If it is possible at all, it would have to be some kind of resonance process: a lower frequency feeding into a much higher-frequency phenomenon and gradually increasing its amplitude. How would it do that? That is simple. Harmonic oscillations have several natural frequencies, and the lower-energy oscillation can feed into one or more of these. See my post on music and math for an analytical explanation or – if you want something simpler – just think of a child on a swing, which – once in a while – you give an extra push in the back. You do not necessarily have to do that each and every time the swing comes back. No: you don’t need to push each and every time but, if you do push, you have to do at the right time. 🙂

Going back to LENR, we may think the frequency of a laser may feed into a nuclear oscillation, gradually increasing its amplitude, until the accumulated energy is sufficiently high and reaches some threshold triggering a proper nuclear or high-energy reaction. Frankly, I think this possibly could explain low-energy nuclear reactions. So, yes, it might be possible.

At the same time, I think it is rather unlikely. Why? At the smallest of scales, the Planck-Einstein relation holds, and so we have discrete energy states. These discrete energy states of protons, electrons, nuclei, atoms or molecules as a whole do not have any in-between states in which you can dump excess or surplus energy from somewhere outside. A photon-electron interaction triggers a reaction, and that’s not gradually but (almost) instantly. So, energy is being emitted as soon as it absorbed. Disequilibrium states do not last very long: atomic systems go back to equilibrium very quickly, and any excess energy is quickly emitted by photons or absorbed as internal heat, which is a (very) low-energy oscillation of the massive bits in whatever material you are using in these experiments (most experiments are on palladium, and the discussions on the effects impurities might have in the experiments are – frankly – a bit worrying). In any case, the point is that these disequilibrium states do surely not last long enough to entertain the kind of resonance processes that, say, made the Tacoma Bridge collapse. :-/ To make a long story short, I am and remain skeptical.

However, to my surprise, I was invited to join in a Zoom e-call, and listen to the rather interesting discussion on the future of both the French and International Society for Condensed Nuclear Matter (SFCMNS and ISCMNS, respectively – I will not put the links because they are both revamping their website now) after they had wrapped up their 25th International Conference.

What I saw and heard, made me quite happy: these were all honest and critical scientists looking at real-life experiments that do yield surprising results. Result that contradict my rather skeptical theoretical arguments (above) against LENR being possible. I also noted the Anthropocène Institute invests in them. I also note Nobuo Tanaka, former Executive Director of the International Energy Agency (not to be confused with the International Atomic Energy Agency!), spoke at ICCF-24, plus a lot of other very serious people. Also, it is quite obvious that nuclear energy is no longer out. On the contrary, it is in again and – as part of new investments in nuclear research – I think the LENR field should also be reconsidered, despite its chequered past. I also note LENR research in Japan is getting a lot more funding than research in the EU or the US, so perhaps they are seeing something that we do not see (it would be interesting to check what happens in the patents or IPR area on this). 🙂

So, all these considerations add up to more than enough – to me, at least – to continue giving these researchers the benefit of the doubt. We live in a fascinating world and, as the Wikipedia article on cold fusion notes, the discovery of the Mössbauer and other strange nuclear effects was also rather unexpected – in the sense that it had not been foreseen or predicted by some theorist. I do, therefore, not agree with the same Wikipedia article dismissing LENR as ‘pathological‘ or ‘cargo cult‘ science.

DATASET
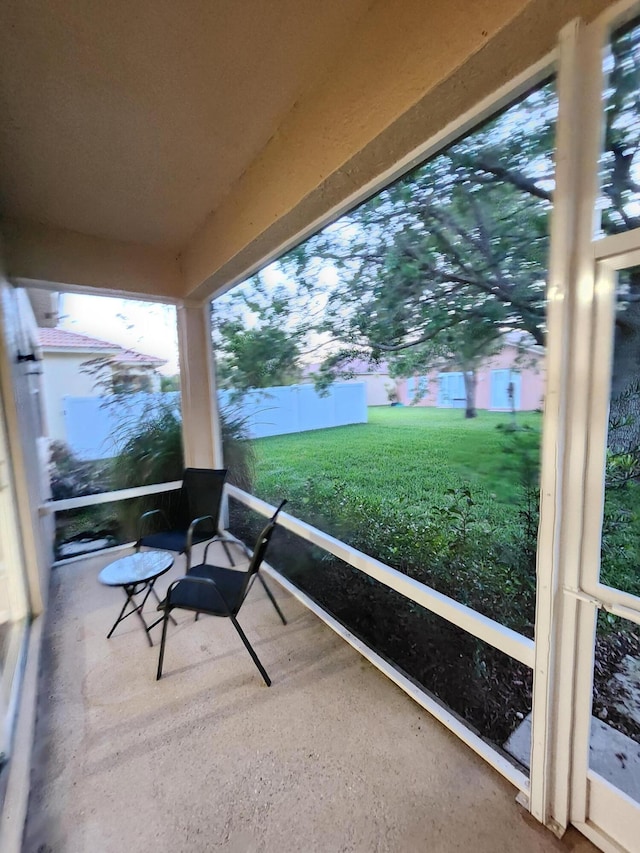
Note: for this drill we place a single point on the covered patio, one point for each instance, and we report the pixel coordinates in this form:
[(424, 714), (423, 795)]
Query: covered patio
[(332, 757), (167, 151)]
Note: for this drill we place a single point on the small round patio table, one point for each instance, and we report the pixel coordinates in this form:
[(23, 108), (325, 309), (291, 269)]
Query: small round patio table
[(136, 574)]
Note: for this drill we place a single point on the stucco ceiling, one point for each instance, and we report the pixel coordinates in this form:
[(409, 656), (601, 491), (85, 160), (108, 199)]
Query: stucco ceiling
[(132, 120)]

THINGS TO DO
1. According to the LENR passage, which metal are most of the experiments done on?
2. Please return the stretch of the LENR passage from "However, to my" through "25th International Conference.", copied word for word.

EXPECTED RESULTS
1. Palladium.

2.
However, to my surprise, I was invited to join in a Zoom e-call, and listen to the rather interesting discussion on the future of both the French and International Society for Condensed Nuclear Matter (SFCMNS and ISCMNS, respectively – I will not put the links because they are both revamping their website now) after they had wrapped up their 25th International Conference.